Directions for this task »
Reproduce the data in its entirety, exactly as supplied.

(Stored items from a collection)

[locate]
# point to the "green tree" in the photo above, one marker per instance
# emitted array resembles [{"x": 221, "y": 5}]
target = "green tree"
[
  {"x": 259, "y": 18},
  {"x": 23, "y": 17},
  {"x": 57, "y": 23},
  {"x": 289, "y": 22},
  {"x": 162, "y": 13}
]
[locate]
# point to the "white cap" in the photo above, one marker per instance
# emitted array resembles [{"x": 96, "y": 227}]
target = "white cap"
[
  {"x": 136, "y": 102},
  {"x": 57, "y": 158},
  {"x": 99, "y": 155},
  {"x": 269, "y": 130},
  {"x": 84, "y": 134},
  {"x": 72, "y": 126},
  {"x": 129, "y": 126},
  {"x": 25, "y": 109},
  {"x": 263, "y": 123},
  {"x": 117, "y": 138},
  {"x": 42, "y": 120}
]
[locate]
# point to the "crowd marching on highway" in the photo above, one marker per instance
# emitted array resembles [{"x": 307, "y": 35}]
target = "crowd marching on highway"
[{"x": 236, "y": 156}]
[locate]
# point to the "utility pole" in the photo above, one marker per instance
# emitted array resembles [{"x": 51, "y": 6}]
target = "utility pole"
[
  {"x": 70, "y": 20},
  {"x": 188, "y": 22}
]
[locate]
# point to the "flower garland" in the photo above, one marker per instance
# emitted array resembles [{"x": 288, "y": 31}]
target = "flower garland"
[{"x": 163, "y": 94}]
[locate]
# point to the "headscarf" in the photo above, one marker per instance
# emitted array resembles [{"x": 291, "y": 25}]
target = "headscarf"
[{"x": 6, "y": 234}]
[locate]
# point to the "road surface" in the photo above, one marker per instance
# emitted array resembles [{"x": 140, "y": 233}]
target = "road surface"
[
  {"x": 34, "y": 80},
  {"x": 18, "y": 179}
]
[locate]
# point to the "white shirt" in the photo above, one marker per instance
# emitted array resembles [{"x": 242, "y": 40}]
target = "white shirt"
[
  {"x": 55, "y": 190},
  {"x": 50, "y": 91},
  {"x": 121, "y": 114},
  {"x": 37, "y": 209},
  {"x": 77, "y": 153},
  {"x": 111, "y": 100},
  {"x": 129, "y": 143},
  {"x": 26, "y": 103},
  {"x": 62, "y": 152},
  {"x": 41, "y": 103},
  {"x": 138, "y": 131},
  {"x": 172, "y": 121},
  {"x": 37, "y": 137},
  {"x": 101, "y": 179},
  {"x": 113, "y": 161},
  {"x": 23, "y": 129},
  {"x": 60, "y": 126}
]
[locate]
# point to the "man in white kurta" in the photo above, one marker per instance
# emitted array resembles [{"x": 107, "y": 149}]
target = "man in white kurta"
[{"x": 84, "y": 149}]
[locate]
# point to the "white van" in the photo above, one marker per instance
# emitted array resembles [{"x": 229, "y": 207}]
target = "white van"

Final result »
[locate]
# point to the "green tree" in the photo above, one marker per instance
# emitted array resembles [{"x": 221, "y": 5}]
target = "green tree"
[
  {"x": 259, "y": 18},
  {"x": 23, "y": 17},
  {"x": 57, "y": 23},
  {"x": 289, "y": 22},
  {"x": 162, "y": 13}
]
[locate]
# point to the "white cap" in the photo above, one marker per instance
# emitted array resembles [{"x": 96, "y": 227}]
target = "white cap"
[
  {"x": 136, "y": 102},
  {"x": 57, "y": 158},
  {"x": 99, "y": 155},
  {"x": 269, "y": 130},
  {"x": 84, "y": 134},
  {"x": 72, "y": 126},
  {"x": 129, "y": 126},
  {"x": 25, "y": 109},
  {"x": 263, "y": 123},
  {"x": 117, "y": 138},
  {"x": 42, "y": 120}
]
[locate]
# point to the "crowd marching on highway" in the photo above, one marker per instance
# emitted array resembles [{"x": 307, "y": 35}]
target = "crowd marching on highway"
[{"x": 236, "y": 156}]
[locate]
# point to the "utility pole" in the photo above, one marker per instance
# emitted array resembles [{"x": 51, "y": 6}]
target = "utility pole"
[
  {"x": 70, "y": 20},
  {"x": 188, "y": 22}
]
[locate]
# point to the "flower garland" in the photo above, one marker per instance
# emitted array resembles [{"x": 288, "y": 31}]
target = "flower garland"
[{"x": 163, "y": 94}]
[locate]
# point to the "headscarf" in the photo above, one marker per instance
# emitted array resembles [{"x": 291, "y": 25}]
target = "headscarf"
[{"x": 6, "y": 234}]
[locate]
# point to the "road surface" in the photo above, one marker per instance
# emitted array resembles [{"x": 140, "y": 233}]
target = "road surface"
[
  {"x": 34, "y": 80},
  {"x": 18, "y": 179}
]
[locate]
# point to the "white shirt" in the photo above, one marker per instance
# emitted array resembles [{"x": 242, "y": 40}]
target = "white shirt"
[
  {"x": 55, "y": 190},
  {"x": 50, "y": 91},
  {"x": 121, "y": 114},
  {"x": 37, "y": 209},
  {"x": 77, "y": 153},
  {"x": 111, "y": 100},
  {"x": 129, "y": 143},
  {"x": 26, "y": 103},
  {"x": 62, "y": 152},
  {"x": 41, "y": 103},
  {"x": 138, "y": 131},
  {"x": 172, "y": 121},
  {"x": 37, "y": 137},
  {"x": 101, "y": 179},
  {"x": 113, "y": 161},
  {"x": 23, "y": 129},
  {"x": 60, "y": 126}
]
[locate]
# point to the "man in white kurta" in the photo above, one marker per instance
# emitted array resembles [{"x": 107, "y": 149}]
target = "man in white kurta"
[{"x": 84, "y": 149}]
[locate]
# point to the "white van" in the photo above, one marker per instance
# emitted array resembles [{"x": 229, "y": 207}]
target = "white van"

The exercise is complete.